Brief | Nothing but the lines from the one containing "Q: Provide one point on every instance of the beige" through the one containing "Q: Provide one point on every instance of the white cloud", both included, should be given again, each exactly as written below.

Stored data |
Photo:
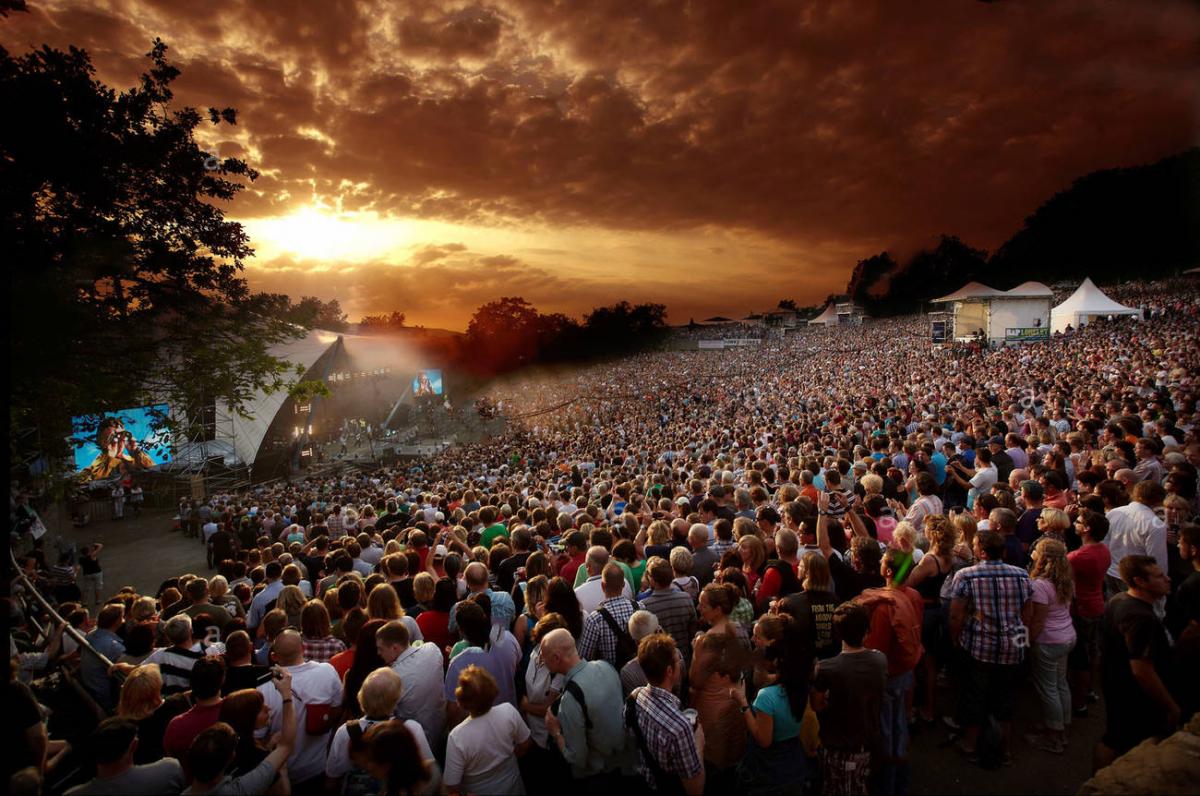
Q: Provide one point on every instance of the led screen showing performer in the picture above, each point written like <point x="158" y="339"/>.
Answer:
<point x="427" y="382"/>
<point x="119" y="443"/>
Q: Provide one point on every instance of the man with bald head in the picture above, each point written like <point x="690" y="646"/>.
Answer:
<point x="586" y="720"/>
<point x="703" y="557"/>
<point x="317" y="689"/>
<point x="503" y="608"/>
<point x="591" y="592"/>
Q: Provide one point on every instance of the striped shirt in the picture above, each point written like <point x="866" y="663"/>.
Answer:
<point x="995" y="593"/>
<point x="669" y="735"/>
<point x="599" y="642"/>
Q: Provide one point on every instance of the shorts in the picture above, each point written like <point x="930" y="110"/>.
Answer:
<point x="1089" y="641"/>
<point x="990" y="690"/>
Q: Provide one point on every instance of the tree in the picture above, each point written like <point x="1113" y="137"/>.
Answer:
<point x="867" y="274"/>
<point x="503" y="334"/>
<point x="126" y="281"/>
<point x="382" y="323"/>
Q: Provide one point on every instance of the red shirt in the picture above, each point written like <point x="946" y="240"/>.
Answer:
<point x="1089" y="566"/>
<point x="342" y="662"/>
<point x="185" y="726"/>
<point x="771" y="584"/>
<point x="436" y="628"/>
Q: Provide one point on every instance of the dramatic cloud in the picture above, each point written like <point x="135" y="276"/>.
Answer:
<point x="821" y="131"/>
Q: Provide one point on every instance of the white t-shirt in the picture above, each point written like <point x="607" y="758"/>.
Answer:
<point x="982" y="482"/>
<point x="420" y="675"/>
<point x="312" y="683"/>
<point x="540" y="682"/>
<point x="484" y="744"/>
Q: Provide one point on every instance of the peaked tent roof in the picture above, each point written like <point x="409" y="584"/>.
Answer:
<point x="1031" y="289"/>
<point x="971" y="291"/>
<point x="1089" y="299"/>
<point x="827" y="317"/>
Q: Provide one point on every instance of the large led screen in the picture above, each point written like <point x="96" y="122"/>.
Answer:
<point x="427" y="382"/>
<point x="114" y="444"/>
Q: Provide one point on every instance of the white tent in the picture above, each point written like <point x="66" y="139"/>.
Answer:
<point x="827" y="318"/>
<point x="1000" y="316"/>
<point x="969" y="292"/>
<point x="1030" y="291"/>
<point x="1086" y="303"/>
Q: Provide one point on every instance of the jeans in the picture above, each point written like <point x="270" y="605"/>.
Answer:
<point x="894" y="734"/>
<point x="1050" y="681"/>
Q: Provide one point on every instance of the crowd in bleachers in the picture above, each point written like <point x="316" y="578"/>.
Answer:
<point x="695" y="572"/>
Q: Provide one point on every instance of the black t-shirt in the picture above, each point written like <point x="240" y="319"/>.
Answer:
<point x="1132" y="632"/>
<point x="813" y="612"/>
<point x="23" y="713"/>
<point x="855" y="684"/>
<point x="222" y="545"/>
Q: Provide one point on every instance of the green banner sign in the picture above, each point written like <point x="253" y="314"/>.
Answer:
<point x="1025" y="334"/>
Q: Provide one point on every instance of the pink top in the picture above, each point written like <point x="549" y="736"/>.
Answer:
<point x="1059" y="628"/>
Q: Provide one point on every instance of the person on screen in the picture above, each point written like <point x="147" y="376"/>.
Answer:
<point x="119" y="452"/>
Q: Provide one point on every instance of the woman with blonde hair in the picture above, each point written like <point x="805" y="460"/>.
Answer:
<point x="383" y="603"/>
<point x="904" y="539"/>
<point x="928" y="579"/>
<point x="142" y="701"/>
<point x="317" y="632"/>
<point x="965" y="527"/>
<point x="1054" y="522"/>
<point x="292" y="600"/>
<point x="754" y="556"/>
<point x="1053" y="635"/>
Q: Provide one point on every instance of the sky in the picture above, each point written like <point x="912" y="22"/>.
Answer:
<point x="714" y="156"/>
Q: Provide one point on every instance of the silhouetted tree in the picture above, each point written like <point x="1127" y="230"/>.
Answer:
<point x="383" y="323"/>
<point x="126" y="281"/>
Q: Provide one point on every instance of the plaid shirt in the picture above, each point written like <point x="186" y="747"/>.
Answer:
<point x="667" y="732"/>
<point x="995" y="593"/>
<point x="322" y="650"/>
<point x="599" y="642"/>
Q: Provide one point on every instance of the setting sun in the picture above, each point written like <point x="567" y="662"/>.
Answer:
<point x="321" y="234"/>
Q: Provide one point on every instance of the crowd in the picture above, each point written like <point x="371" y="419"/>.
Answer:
<point x="682" y="572"/>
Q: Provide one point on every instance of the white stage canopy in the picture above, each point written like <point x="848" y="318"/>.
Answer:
<point x="1086" y="303"/>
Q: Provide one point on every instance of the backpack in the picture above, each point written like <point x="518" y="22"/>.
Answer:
<point x="627" y="648"/>
<point x="906" y="616"/>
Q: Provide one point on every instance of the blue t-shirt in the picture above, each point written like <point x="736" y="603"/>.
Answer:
<point x="772" y="700"/>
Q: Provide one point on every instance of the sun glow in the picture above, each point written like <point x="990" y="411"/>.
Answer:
<point x="318" y="234"/>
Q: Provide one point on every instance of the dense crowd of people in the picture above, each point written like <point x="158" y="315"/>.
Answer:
<point x="682" y="572"/>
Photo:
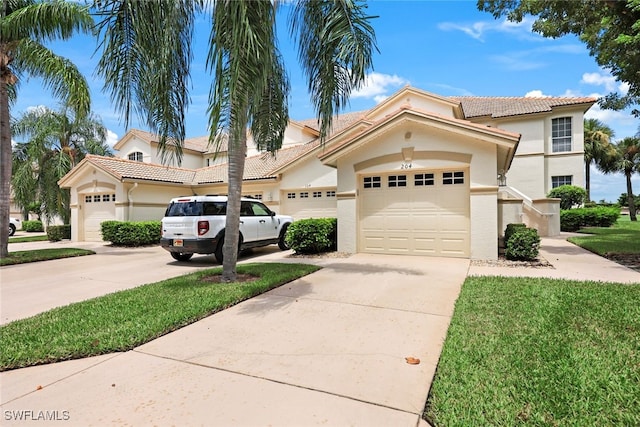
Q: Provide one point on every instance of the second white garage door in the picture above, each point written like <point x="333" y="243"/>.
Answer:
<point x="309" y="203"/>
<point x="415" y="213"/>
<point x="97" y="208"/>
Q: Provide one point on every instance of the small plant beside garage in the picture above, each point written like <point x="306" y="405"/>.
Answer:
<point x="125" y="233"/>
<point x="34" y="226"/>
<point x="313" y="236"/>
<point x="521" y="243"/>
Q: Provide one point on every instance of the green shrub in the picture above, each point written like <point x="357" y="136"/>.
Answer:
<point x="123" y="233"/>
<point x="56" y="233"/>
<point x="569" y="195"/>
<point x="574" y="219"/>
<point x="312" y="236"/>
<point x="32" y="226"/>
<point x="523" y="245"/>
<point x="512" y="228"/>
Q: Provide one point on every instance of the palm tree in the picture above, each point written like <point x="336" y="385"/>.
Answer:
<point x="597" y="148"/>
<point x="56" y="142"/>
<point x="627" y="161"/>
<point x="25" y="25"/>
<point x="250" y="87"/>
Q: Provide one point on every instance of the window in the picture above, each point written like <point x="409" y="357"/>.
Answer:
<point x="421" y="179"/>
<point x="372" y="182"/>
<point x="449" y="178"/>
<point x="557" y="181"/>
<point x="136" y="157"/>
<point x="561" y="134"/>
<point x="397" y="181"/>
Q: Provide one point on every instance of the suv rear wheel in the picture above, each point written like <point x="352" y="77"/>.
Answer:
<point x="282" y="243"/>
<point x="179" y="256"/>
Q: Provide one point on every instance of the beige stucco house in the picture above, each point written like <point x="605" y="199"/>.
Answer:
<point x="418" y="174"/>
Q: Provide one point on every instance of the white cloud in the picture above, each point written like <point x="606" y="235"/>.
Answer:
<point x="478" y="30"/>
<point x="377" y="85"/>
<point x="112" y="138"/>
<point x="607" y="80"/>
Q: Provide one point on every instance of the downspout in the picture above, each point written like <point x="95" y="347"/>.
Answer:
<point x="130" y="199"/>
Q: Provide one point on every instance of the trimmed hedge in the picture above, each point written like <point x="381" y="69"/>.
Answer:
<point x="124" y="233"/>
<point x="512" y="228"/>
<point x="32" y="226"/>
<point x="56" y="233"/>
<point x="523" y="244"/>
<point x="574" y="219"/>
<point x="569" y="195"/>
<point x="313" y="236"/>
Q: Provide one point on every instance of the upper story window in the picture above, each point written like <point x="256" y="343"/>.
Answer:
<point x="561" y="134"/>
<point x="136" y="157"/>
<point x="557" y="181"/>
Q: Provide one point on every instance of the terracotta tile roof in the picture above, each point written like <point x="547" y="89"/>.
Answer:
<point x="424" y="114"/>
<point x="261" y="166"/>
<point x="122" y="169"/>
<point x="475" y="106"/>
<point x="198" y="143"/>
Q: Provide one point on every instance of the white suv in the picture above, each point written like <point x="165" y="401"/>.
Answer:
<point x="195" y="225"/>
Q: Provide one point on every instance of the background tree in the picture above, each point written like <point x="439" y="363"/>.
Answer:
<point x="627" y="161"/>
<point x="25" y="25"/>
<point x="608" y="28"/>
<point x="55" y="143"/>
<point x="597" y="148"/>
<point x="250" y="87"/>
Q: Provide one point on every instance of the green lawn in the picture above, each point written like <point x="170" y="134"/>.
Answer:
<point x="23" y="239"/>
<point x="534" y="352"/>
<point x="123" y="320"/>
<point x="21" y="257"/>
<point x="622" y="237"/>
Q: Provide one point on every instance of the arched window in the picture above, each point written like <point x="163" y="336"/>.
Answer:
<point x="136" y="157"/>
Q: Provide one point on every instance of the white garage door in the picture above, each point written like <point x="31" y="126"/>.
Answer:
<point x="97" y="208"/>
<point x="309" y="203"/>
<point x="415" y="213"/>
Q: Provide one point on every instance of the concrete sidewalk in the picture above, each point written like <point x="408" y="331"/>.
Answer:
<point x="327" y="349"/>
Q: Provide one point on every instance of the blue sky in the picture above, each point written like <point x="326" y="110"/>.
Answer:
<point x="445" y="47"/>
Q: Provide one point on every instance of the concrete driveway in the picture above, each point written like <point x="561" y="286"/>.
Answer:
<point x="327" y="349"/>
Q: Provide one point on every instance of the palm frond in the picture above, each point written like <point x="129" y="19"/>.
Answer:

Answer to the problem |
Q: Provide one point on every instance of the beige stucco house in the picture above, each point written like <point x="605" y="199"/>.
Answer:
<point x="418" y="174"/>
Q: Provide one point on every instance of the white cloud in the picture above, each point written like <point x="606" y="235"/>.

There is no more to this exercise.